> **Exercise directions**
The response must consist of every record, restated word for word.

> **Input material**
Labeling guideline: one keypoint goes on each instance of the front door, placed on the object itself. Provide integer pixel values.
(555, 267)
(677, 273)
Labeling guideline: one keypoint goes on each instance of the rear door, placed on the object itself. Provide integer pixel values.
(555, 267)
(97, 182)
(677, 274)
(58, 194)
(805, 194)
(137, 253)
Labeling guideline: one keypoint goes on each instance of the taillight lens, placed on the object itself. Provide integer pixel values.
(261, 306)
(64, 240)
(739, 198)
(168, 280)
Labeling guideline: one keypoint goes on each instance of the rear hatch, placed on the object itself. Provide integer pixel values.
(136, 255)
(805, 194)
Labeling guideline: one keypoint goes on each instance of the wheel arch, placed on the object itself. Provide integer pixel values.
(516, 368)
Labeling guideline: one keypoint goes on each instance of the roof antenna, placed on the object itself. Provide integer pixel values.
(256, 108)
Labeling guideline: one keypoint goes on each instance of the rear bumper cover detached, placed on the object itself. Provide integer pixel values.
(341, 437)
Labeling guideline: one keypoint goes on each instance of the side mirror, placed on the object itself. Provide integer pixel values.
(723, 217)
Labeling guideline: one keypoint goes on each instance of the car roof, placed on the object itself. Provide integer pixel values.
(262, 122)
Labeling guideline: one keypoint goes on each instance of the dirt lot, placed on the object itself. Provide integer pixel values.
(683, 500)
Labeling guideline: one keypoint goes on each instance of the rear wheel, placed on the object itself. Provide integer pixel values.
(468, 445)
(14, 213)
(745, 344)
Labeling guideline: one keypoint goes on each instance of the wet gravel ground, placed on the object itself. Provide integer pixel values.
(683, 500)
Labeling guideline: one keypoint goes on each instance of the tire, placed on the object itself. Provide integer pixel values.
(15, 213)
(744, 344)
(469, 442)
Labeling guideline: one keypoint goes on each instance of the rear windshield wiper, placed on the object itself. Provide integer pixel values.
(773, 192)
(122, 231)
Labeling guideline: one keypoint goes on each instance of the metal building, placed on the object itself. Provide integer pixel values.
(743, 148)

> **Response area**
Labeling guideline: one keypoint goes on each instance of the front door, placed on the object itself. Provide integer pixel values.
(555, 267)
(677, 273)
Labeling guideline: one keypoint goes on each instance of the rear door, placed on the object itself. Provide integer pixel values.
(555, 267)
(97, 182)
(677, 274)
(58, 194)
(805, 194)
(137, 253)
Labeling guideline: one keypoint goes on each instance of the taillight lens, placed on the object itself. Provide integer pixel values.
(261, 306)
(64, 240)
(739, 198)
(168, 280)
Labeling guideline: one keypoint goes on each instance of the rear hatch, placed on the object itself. Provide integer pixel values.
(136, 255)
(805, 194)
Labeling guideline: one keypoint goes on each instance of the wheel arch, placed on the object itself. Provide integer pixel values.
(516, 368)
Labeling guideline: one keypoint goes on each instance of the roof antenna, placed on the object itself. Provide integer pixel values.
(256, 108)
Labeling guideline: one keypoint goes on each instance of the rear bumper cover detached, placed on the object itself. Provide integer pixel values.
(341, 437)
Labeling guideline: one keypoint goes on each instance of the side mirror, placed on the object itself. Provide integer pixel values.
(723, 217)
Labeling guideline: one keypoint goes on each instance of the car roof, placed on the object itself. Provide integer pixel values.
(262, 122)
Labeling guideline: one keypoint goes on each instance of the dirt lot, placed on the object itself. Provide integer pixel values.
(683, 500)
Labeling guideline: one keypoint goes on each instance of the rear wheel, placed on the object itself. Provide integer pixel values.
(468, 445)
(14, 213)
(745, 344)
Labeling guideline: one keypoint goes on each instance of the wet gravel ground, placed on the object itself. Provide integer pixel values.
(683, 500)
Labeling guideline: one keypoint goes on each instance of the tire, placed on the object itself. Provide integer pixel values.
(15, 213)
(744, 344)
(469, 442)
Labeling guideline: one keypoint goes on each instance of the rear windshield wiper, placed on the object itself. Provide integer pixel values.
(773, 192)
(122, 231)
Labeling guideline: one keypoint goes on each instance of the metal building, placed on the object itself. Provide integer pixel values.
(743, 148)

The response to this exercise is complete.